David von Oheimb's Computer Science Curriculum Vitae

In the 1980s and '90s, departing from the very basics, I got up-to-speed with the overall IT development, which can be summarized as:

Area From To
CPUs 8-bit microprocessors 32-bit SPARC/x86
Operating systems Basic proprietary OSs Unix and derivatives
Programming languages Machine code Functional & object-orientated
Debugging Single-stepping the CPU Formal program verification
Application software Numeric calculations Theorem provers

Early experience: pocket computers

1981
First encounter with electronics, in particular logic circuits, on a children's summer camp.
1984
My personal IT career began with an innocent programmable pocket calculator, which I used for facilitating basic gliding performance calculations for model airplanes. Within a week I realized that I needed a more powerful computing device, which, according to my pupil's budget, was a Sharp PC-1401 pocket computer, programmable with BASIC.
1985
Soon I gained more interest in the implementation rather than application of this machine and started learning the machine language of its exotic 8-bit microprocessor. I hand-coded my own disassembler and analyzed parts of its operating system and the BASIC interpreter.
1986
Having earned some money with a summer job, I bought a Sharp PC-1600, featuring much more hardware and software power. Having learnt how to deal with its Zilog Z80 microprocessor, I disassembled and analyzed large chunks of its 96KB ROM and developed my own disassembler, macro assembler, and debugger.
1987
When I started selling this software via a users' magazine, my skills were discovered by a HW&SW distributor and publisher focusing on pocket computers. I got contracted with this (one-man) firm to author a system programmer's manual and develop a text-processor for the PC-1600.

Maturing to state-of-the art computing: home and personal computers

1988
Meanwhile, I could afford letting a dream come true: Using the most enhanced home computer of that time, the Commodore Amiga 2000. On this machine I got to know higher-level system programming with C and state-of-the art multitasking system software. Except for a RAM disk driver and some (frustrating) experiments with neuronal network simulations, I did not develop - or even sell - serious software.

INFORMATION PROVIDED —
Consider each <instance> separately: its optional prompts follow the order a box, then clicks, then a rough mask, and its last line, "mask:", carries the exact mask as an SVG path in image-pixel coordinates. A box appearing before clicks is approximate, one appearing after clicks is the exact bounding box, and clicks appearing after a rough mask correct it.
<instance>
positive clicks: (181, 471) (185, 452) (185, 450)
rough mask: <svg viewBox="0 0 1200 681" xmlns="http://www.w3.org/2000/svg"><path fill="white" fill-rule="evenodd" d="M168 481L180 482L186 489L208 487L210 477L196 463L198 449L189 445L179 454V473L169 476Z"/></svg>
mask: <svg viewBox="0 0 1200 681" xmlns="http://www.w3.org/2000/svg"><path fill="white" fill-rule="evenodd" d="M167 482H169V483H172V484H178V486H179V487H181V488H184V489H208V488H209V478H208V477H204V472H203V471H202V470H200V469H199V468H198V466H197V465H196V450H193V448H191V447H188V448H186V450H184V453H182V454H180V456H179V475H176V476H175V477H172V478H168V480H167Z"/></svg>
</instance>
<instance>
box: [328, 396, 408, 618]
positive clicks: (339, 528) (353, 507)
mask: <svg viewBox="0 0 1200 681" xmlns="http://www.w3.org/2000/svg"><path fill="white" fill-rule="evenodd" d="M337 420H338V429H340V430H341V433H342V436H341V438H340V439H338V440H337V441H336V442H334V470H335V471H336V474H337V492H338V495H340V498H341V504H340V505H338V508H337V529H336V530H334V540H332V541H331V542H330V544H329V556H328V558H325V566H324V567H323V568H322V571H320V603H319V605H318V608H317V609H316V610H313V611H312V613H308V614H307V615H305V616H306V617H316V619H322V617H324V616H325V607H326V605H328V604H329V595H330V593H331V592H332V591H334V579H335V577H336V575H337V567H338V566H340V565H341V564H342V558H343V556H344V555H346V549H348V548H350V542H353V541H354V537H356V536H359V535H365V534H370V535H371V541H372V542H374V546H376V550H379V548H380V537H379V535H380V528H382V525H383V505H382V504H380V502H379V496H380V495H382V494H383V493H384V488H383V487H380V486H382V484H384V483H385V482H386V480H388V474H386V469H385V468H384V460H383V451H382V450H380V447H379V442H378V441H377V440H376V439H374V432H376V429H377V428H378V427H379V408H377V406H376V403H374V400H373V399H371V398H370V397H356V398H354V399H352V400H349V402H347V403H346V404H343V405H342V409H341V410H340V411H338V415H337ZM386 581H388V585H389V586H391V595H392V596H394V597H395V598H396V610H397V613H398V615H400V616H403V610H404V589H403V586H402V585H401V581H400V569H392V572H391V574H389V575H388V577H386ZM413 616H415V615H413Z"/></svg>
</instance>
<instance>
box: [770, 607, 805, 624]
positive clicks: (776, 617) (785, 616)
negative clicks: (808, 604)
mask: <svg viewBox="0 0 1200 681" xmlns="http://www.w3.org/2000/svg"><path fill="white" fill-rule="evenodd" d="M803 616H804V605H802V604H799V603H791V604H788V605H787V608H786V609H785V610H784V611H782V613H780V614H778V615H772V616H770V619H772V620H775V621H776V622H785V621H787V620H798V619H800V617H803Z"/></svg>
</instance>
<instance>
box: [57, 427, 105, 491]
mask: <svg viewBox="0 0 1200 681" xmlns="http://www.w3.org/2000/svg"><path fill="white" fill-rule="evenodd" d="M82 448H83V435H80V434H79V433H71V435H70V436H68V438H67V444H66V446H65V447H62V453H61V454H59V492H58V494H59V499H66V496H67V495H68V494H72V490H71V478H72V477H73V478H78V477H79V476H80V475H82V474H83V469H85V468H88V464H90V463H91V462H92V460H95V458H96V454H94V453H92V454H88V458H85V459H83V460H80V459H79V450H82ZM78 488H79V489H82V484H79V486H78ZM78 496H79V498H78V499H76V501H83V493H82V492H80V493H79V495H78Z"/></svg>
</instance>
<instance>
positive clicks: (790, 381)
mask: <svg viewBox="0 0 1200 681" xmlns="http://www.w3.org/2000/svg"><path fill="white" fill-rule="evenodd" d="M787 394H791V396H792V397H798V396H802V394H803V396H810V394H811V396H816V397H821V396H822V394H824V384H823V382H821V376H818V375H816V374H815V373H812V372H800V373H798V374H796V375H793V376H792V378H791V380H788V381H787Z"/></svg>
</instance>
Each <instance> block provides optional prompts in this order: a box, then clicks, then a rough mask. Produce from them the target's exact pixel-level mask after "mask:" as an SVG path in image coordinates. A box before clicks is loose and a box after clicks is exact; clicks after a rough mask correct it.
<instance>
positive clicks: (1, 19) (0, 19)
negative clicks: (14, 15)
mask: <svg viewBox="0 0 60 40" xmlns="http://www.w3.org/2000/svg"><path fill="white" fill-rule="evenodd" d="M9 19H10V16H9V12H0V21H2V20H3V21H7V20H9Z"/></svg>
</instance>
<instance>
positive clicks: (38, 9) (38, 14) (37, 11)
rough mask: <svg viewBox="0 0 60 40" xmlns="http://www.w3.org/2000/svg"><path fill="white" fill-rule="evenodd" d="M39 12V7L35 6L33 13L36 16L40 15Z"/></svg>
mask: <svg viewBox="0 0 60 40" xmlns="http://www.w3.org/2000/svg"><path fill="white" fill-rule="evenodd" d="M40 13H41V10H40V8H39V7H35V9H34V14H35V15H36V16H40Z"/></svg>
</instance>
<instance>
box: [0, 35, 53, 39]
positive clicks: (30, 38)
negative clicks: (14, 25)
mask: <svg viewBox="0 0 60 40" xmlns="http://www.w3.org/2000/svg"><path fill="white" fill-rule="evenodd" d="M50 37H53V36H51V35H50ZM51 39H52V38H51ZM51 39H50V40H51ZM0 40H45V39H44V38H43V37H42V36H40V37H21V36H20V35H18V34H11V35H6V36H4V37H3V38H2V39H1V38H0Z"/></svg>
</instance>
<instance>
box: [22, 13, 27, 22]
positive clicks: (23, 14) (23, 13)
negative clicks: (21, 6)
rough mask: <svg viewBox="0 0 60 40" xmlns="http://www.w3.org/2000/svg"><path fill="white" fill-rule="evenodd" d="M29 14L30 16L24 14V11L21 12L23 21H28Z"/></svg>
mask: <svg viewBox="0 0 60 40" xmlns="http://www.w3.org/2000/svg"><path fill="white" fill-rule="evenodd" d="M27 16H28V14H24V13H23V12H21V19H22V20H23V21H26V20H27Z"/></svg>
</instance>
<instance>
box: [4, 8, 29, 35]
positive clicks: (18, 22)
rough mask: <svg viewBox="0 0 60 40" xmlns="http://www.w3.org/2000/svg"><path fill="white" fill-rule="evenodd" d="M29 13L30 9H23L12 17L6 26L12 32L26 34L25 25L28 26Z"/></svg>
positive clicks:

TO-DO ITEM A —
Write out the part of the CV between "Area From To" and "children's summer camp.", inclusive.
TO-DO ITEM B —
Which microprocessor did the Sharp PC-1600 use, according to the CV?
The items are separate material from the CV.

EXPECTED ANSWER A —
Area From To
CPUs 8-bit microprocessors 32-bit SPARC/x86
Operating systems Basic proprietary OSs Unix and derivatives
Programming languages Machine code Functional & object-orientated
Debugging Single-stepping the CPU Formal program verification
Application software Numeric calculations Theorem provers

Early experience: pocket computers

1981
First encounter with electronics, in particular logic circuits, on a children's summer camp.

EXPECTED ANSWER B —
The Zilog Z80.